*Set exercise:* Locate every line in the data below that contains the word "each" and copy those lines out in full. Matching is case-sensitive.

*Exercise materials:*
---+---

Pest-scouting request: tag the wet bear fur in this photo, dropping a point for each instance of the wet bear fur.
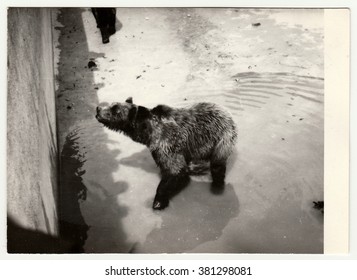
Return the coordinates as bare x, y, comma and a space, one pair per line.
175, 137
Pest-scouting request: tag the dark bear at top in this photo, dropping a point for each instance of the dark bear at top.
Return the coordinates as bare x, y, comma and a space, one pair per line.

---+---

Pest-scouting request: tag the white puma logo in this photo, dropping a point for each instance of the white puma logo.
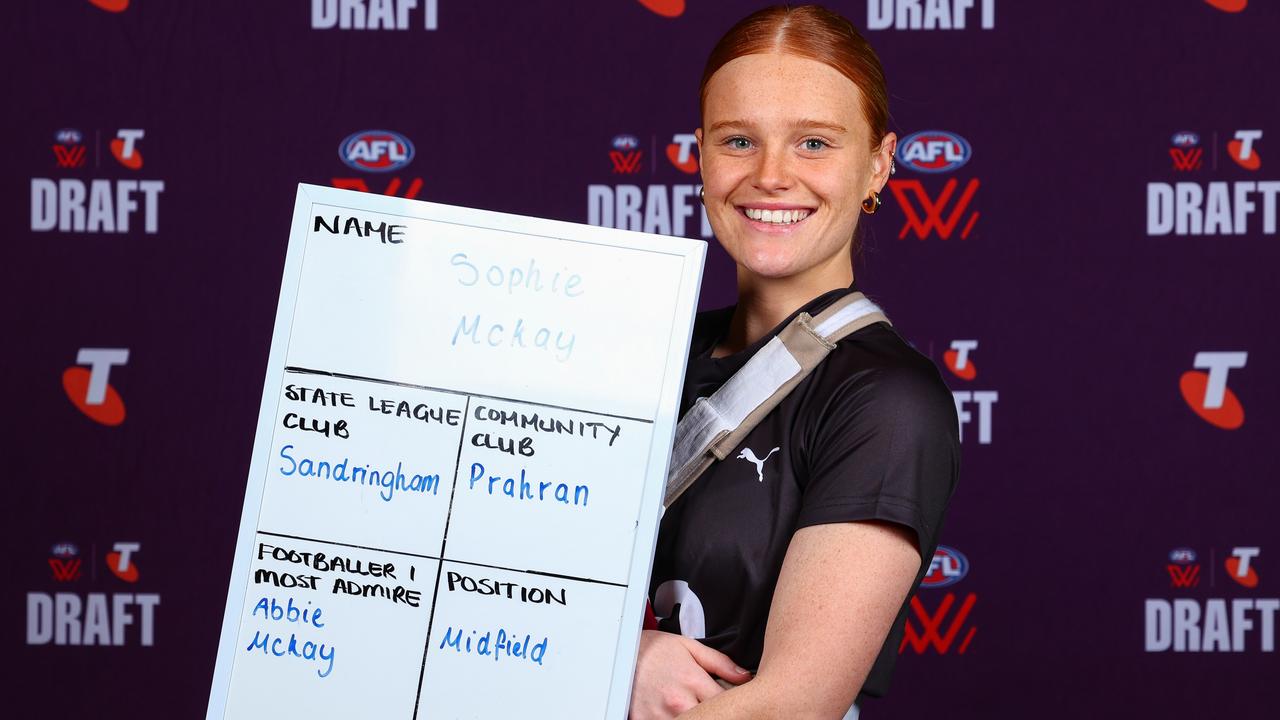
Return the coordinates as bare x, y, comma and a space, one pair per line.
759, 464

---+---

*Written response:*
Pest-scouting request: tag the wet bear fur in this photo, dropping a point for each instance of the wet bear fur.
Pest-scouting request: tag the dark bear at top in this photo, dropping a point for each instance of the dark bear at top.
Pest-scouting request: tag the white puma logo in this photo, dropping a point for each instance of the white puma logo.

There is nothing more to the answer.